= Beginning of Section =

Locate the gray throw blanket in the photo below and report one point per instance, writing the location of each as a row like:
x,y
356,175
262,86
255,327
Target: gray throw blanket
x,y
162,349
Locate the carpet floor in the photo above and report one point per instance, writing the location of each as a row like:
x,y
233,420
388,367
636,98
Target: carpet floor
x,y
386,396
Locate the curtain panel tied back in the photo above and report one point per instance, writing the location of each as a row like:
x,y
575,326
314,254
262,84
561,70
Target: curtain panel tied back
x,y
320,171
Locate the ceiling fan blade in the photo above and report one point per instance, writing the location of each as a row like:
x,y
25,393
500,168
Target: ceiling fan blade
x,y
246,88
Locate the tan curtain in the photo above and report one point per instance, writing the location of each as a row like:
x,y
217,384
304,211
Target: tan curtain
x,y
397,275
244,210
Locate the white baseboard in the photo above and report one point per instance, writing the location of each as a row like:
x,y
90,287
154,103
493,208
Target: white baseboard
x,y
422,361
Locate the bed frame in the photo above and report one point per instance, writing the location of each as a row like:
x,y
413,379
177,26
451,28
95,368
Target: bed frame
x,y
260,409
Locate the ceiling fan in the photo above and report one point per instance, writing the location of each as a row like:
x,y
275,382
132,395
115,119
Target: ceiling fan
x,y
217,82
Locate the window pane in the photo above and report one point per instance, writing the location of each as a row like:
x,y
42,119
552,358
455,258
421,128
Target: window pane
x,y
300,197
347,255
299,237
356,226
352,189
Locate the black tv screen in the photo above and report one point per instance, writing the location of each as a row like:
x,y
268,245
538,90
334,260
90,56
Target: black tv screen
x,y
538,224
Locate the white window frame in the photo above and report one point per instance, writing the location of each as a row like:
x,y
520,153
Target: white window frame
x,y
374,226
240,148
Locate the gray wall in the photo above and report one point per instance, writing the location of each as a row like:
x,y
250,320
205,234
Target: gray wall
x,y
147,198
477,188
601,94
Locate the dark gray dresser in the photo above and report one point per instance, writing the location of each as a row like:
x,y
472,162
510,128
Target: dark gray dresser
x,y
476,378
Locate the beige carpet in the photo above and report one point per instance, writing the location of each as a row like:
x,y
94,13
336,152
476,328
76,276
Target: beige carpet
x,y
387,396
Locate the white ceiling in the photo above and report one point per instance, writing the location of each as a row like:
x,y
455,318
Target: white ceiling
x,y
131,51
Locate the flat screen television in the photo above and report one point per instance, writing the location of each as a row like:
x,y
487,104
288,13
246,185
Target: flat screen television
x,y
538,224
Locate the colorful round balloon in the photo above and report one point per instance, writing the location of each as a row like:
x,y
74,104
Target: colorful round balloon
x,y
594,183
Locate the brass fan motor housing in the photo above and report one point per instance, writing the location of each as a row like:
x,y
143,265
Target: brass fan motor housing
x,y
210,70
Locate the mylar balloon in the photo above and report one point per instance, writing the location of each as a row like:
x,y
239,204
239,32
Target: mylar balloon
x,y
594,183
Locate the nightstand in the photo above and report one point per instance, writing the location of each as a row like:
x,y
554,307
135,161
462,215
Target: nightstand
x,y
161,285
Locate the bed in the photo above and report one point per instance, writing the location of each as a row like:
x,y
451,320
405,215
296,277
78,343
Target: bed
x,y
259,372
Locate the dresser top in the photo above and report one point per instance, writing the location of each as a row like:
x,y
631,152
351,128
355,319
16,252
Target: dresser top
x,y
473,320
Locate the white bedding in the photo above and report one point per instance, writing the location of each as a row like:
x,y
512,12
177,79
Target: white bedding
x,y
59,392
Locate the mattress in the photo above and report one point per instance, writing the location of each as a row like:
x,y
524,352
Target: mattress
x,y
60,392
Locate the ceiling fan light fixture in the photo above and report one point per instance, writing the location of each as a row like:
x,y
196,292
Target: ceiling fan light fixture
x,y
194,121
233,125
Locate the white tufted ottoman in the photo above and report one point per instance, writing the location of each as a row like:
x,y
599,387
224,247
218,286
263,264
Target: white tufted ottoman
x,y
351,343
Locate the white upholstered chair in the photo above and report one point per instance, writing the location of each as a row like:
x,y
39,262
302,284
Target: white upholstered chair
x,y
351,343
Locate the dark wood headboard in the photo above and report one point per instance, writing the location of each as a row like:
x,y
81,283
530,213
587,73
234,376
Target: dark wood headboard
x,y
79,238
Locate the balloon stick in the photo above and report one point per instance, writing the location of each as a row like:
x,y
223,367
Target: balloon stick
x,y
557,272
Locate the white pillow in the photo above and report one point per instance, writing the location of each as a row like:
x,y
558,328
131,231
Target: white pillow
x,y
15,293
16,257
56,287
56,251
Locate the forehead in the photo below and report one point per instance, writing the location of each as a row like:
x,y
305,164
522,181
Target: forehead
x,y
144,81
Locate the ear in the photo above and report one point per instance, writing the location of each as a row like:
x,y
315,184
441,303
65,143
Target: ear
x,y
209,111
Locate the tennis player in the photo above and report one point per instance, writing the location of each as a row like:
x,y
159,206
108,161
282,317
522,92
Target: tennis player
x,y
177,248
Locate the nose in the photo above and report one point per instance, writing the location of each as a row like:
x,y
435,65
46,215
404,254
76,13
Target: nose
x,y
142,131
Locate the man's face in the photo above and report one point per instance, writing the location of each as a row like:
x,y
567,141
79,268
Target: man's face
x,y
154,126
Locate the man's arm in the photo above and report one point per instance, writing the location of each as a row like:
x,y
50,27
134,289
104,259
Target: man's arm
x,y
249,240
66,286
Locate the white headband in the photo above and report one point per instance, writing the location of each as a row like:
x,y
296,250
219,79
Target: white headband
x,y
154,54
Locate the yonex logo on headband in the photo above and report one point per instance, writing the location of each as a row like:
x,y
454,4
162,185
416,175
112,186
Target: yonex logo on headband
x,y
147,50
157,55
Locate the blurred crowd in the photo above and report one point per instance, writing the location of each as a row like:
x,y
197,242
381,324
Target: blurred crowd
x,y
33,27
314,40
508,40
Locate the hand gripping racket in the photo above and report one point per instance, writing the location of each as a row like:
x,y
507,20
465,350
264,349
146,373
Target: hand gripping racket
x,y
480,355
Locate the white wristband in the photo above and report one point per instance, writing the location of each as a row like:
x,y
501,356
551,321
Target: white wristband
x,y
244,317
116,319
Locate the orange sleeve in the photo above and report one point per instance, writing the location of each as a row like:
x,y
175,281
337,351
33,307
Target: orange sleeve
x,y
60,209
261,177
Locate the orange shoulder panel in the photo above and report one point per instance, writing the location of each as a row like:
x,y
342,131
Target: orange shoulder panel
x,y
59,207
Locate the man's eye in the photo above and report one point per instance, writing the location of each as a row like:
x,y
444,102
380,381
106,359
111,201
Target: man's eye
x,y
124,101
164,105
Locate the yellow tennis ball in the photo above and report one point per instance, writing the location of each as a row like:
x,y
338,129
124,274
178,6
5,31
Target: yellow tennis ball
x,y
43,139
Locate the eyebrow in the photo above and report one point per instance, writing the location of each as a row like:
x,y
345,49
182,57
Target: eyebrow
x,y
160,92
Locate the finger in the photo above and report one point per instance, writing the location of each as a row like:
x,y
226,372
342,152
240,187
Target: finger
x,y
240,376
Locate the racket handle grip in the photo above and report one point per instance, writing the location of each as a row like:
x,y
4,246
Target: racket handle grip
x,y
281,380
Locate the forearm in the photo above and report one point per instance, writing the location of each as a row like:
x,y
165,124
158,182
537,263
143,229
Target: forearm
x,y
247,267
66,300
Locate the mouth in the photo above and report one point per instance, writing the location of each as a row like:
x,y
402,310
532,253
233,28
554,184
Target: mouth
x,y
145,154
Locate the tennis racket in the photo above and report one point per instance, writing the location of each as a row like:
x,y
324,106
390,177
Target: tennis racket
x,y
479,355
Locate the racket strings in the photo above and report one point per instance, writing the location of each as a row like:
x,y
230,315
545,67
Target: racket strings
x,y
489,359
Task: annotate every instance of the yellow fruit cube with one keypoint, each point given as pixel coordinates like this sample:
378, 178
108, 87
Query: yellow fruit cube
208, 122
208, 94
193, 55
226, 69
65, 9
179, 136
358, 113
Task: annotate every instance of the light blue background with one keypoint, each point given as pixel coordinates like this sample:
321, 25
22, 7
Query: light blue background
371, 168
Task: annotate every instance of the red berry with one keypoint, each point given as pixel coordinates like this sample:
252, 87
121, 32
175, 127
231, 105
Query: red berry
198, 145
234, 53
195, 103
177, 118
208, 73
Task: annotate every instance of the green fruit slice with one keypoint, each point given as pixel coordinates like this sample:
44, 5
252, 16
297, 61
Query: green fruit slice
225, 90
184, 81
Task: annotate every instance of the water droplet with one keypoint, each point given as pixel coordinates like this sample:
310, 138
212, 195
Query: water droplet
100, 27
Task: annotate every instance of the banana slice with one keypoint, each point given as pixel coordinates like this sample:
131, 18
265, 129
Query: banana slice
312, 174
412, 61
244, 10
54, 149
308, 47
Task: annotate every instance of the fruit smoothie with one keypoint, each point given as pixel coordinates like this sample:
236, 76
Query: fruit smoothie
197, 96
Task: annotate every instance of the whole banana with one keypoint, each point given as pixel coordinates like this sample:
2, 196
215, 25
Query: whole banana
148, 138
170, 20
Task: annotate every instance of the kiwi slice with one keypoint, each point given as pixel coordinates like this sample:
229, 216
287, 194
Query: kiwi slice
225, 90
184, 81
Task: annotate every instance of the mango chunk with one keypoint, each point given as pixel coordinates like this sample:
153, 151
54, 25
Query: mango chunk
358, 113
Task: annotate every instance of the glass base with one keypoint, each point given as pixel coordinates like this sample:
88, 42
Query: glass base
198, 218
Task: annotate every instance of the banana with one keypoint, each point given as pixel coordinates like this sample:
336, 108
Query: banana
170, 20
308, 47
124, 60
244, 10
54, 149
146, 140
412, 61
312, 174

= End of Section =

__Required action__: Transcribe the records above exactly, but only from the line that contains "Task: annotate every instance of the glass" through their final line, inclusive.

__Result of the task__:
Task: annotate every instance of the glass base with one keypoint, each point given as pixel coordinates like this sample:
88, 42
Query: glass base
198, 218
Task: annotate every instance of the banana with one keypoint, each point given as pixel coordinates like this sample:
336, 108
Query: banana
170, 20
308, 47
124, 60
244, 10
54, 149
146, 140
412, 61
312, 174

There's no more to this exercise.